### [Auszug]
Statistisches Amt stellt Nichtwählerstudie vor

Das Statistische Amt stellt im neuen Monatsheft Nr. 1 auf der Grundlage der 11. Stuttgarter Bürgerumfrage im Jahr 2015 sowie wahlstatistischer Eckdaten eine umfassende Nichtwählerstudie vor. Thematischer Schwerpunkt sind die Gründe und Motive der Nicht-Wahl am Beispiel der letzten Gemeinderatswahl im Mai 2014. Rund 3700 Personen beteiligten sich an der Befragung.

Der Studie zufolge ist die zurückgehende Wahlbeteiligung seit Mitte der 1970er-Jahre nahezu ausnahmslos bei jeder Wahl zu beobachten. Die Stadt Stuttgart selbst kann sich von diesem Trend nur insofern absetzen, als die Wahlbeteiligung hier weniger stark eingebrochen ist.

Dass diese Entwicklung bei Gemeinderatswahlen noch deutlicher zutage tritt, kann auch auf wahlrechtliche Änderungen zurückgeführt werden. Wegen der Erweiterung des aktiven Wahlrechts auf EU-Bürger seit der Gemeinderatswahl 1999 und zuletzt auf 16- bis unter 18-Jährige erhielten Bevölkerungsgruppen mit nur unterdurchschnittlichem Wahlinteresse das Wahlrecht.

Acht Prozent der Befragten wählen grundsätzlich nicht

Nichtwähler werden in der Wahlforschung in vier Gruppen aufgeteilt. Abgesehen von der Gruppe der "unechten Nichtwähler", die beispielsweise als "Karteileichen" in den Wählerverzeichnissen immer vorkommen oder die "wider Willen" wegen einer kurzfristigen Erkrankung oder Reise nicht wählen konnten, gibt es Wahlberechtigte, die sich grundsätzlich nicht an Wahlen beteiligen, sogenannte "grundsätzliche Nichtwähler".

In der Umfrage erklären acht Prozent der Befragten, dass sie "grundsätzlich nicht wählen", weitere drei Prozent bezeichnen sich als "Wahlverweigerer" speziell bei Gemeinderatswahlen. Hierzu kann man auch Personen rechnen, die sich aus gesundheitlichen und anderen persönlichen Gründen aus dem gesellschaftlichen Leben zurückgezogen haben. Zehn Prozent der Nichtwähler in dieser Befragung, vorzugsweise Personen jenseits der Altersschwelle von 70 Jahren und Verwitwete, führen "persönliche" Gründe für ihre Wahlabstinenz an.

Große Gruppe "konjunktureller Nichtwähler"

### [Aufgabe]
Führe den Text über die Stuttgarter Nichtwählerstudie im Anschluss an seine letzte Zwischenüberschrift fort. Das Material steht in keinem Zusammenhang mit dem Text über die Stuttgarter Nichtwählerstudie.

### [Ausgangsdaten]
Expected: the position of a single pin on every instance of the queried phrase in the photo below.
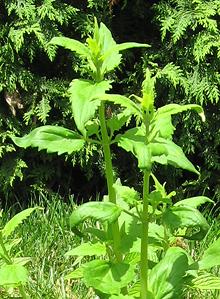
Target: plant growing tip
(130, 225)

### [Ergebnis]
Die meisten der Nichtwähler sind der Gruppe der "konjunkturellen Nichtwähler" zuordenbar, die sich situationsabhängig entscheiden, ob sie zur Wahl gehen oder nicht und wen sie dann wählen. Diese Menschen weisen eine geringere oder keine Parteiidentifikation auf und sind nicht oder nicht sehr stark an eine Partei gebunden.

Zu dieser Gruppe dürfte auch jenes knappe Drittel der Befragten (30 Prozent) in dieser Umfrage gerechnet werden, die als Gründe für ihre Nichtwahl vermeintliche formale Hindernisse wie Abwesenheit, keine Zeit oder fehlende Wahlunterlagen nennen. Tatsächlich war den meisten von ihnen wahrscheinlich die Wahlteilnahme nicht so wichtig.

Gesellschaftliche Veränderungen und Verhaltensnormen

Die Zahl der "konjunkturellen Nichtwähler" ist gewachsen. Das hat sicherlich auch entscheidend zum sukzessiven Anstieg der Wahlenthaltungsquoten beigetragen. Gleichzeitig dürfte diese Gruppe auch dafür verantwortlich sein, wenn es bei besonderen Wahlkampfsituationen wie bei den Landtagswahlen 2011 und 2016 in Baden-Württemberg auch einmal zu einem punktuellen Anstieg der Wahlbeteiligung im Vergleich zur Vorwahl kommt. Dies ist auf gesellschaftliche Veränderungen und auf sich verändernde Verhaltensnormen zurückzuführen.

Hier spielt das Wahlpflichtgefühl als Norm eine sehr wichtige Rolle. Dessen Verbreitung und die Intensität der Verbindlichkeit für den Einzelnen sind laut verschiedener empirischer Studien in den letzten Jahrzehnten geschwunden. Die hohe Bedeutung der Wahlpflichtnorm zeigt sich auch in dieser Erhebung eindrücklich, ebenso wie ihre generationsspezifische Ausprägung und damit die Aussicht, dass künftig mit einer weiter nachlassenden Wahlbeteiligung gerechnet werden muss.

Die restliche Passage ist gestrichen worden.